**Requirements:** Return the following lines verbatim, leaving out the picture.

====

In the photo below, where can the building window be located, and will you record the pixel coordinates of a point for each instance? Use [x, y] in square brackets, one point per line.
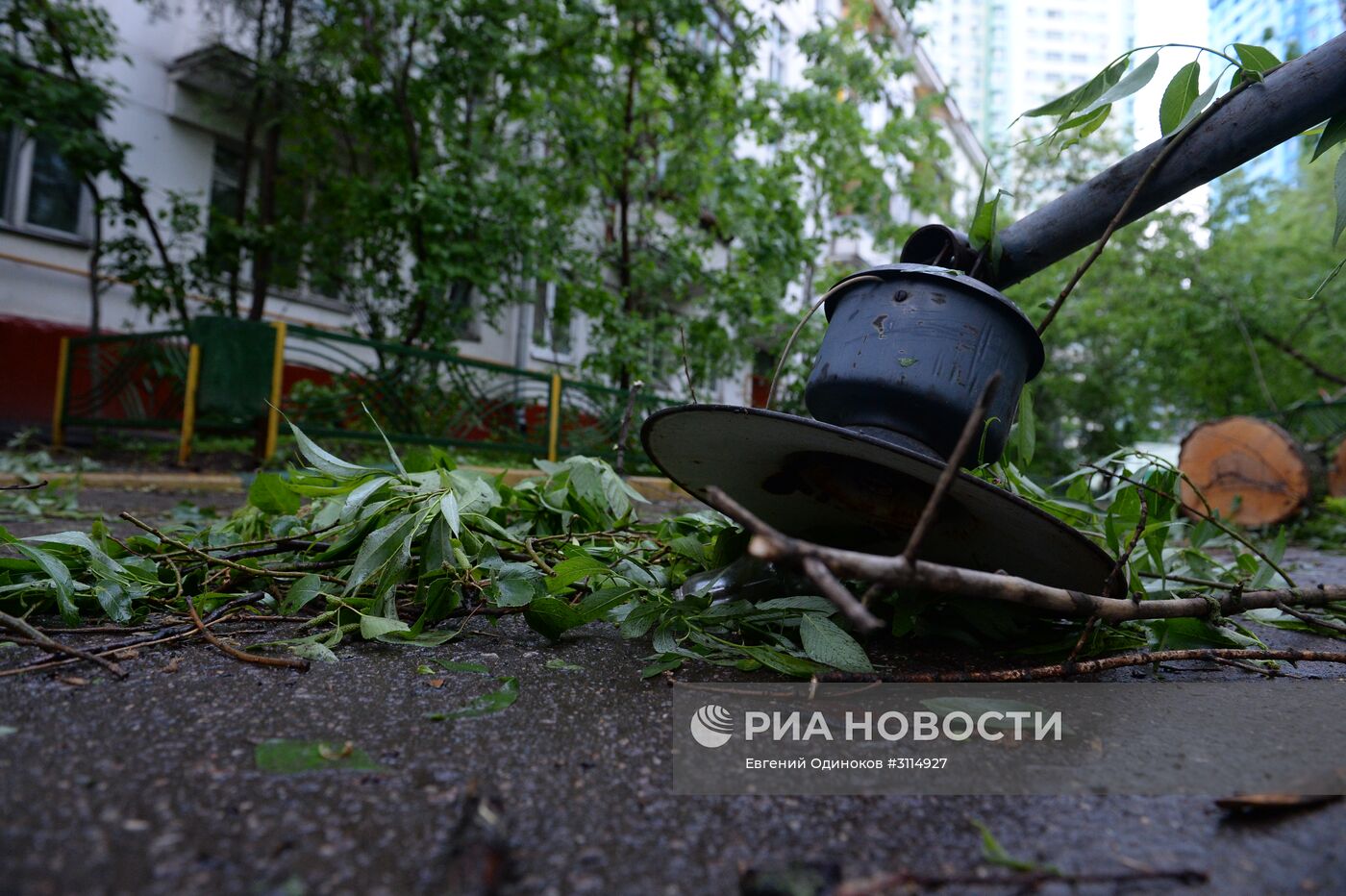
[225, 181]
[554, 334]
[6, 144]
[37, 188]
[54, 190]
[776, 61]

====

**Exercise response:**
In the photo below, where can the building window be located, and will you record the pixel coordinates of a point for each instance? Use [x, y] in square brackets, one point per line.
[225, 181]
[554, 334]
[6, 144]
[37, 188]
[54, 190]
[776, 61]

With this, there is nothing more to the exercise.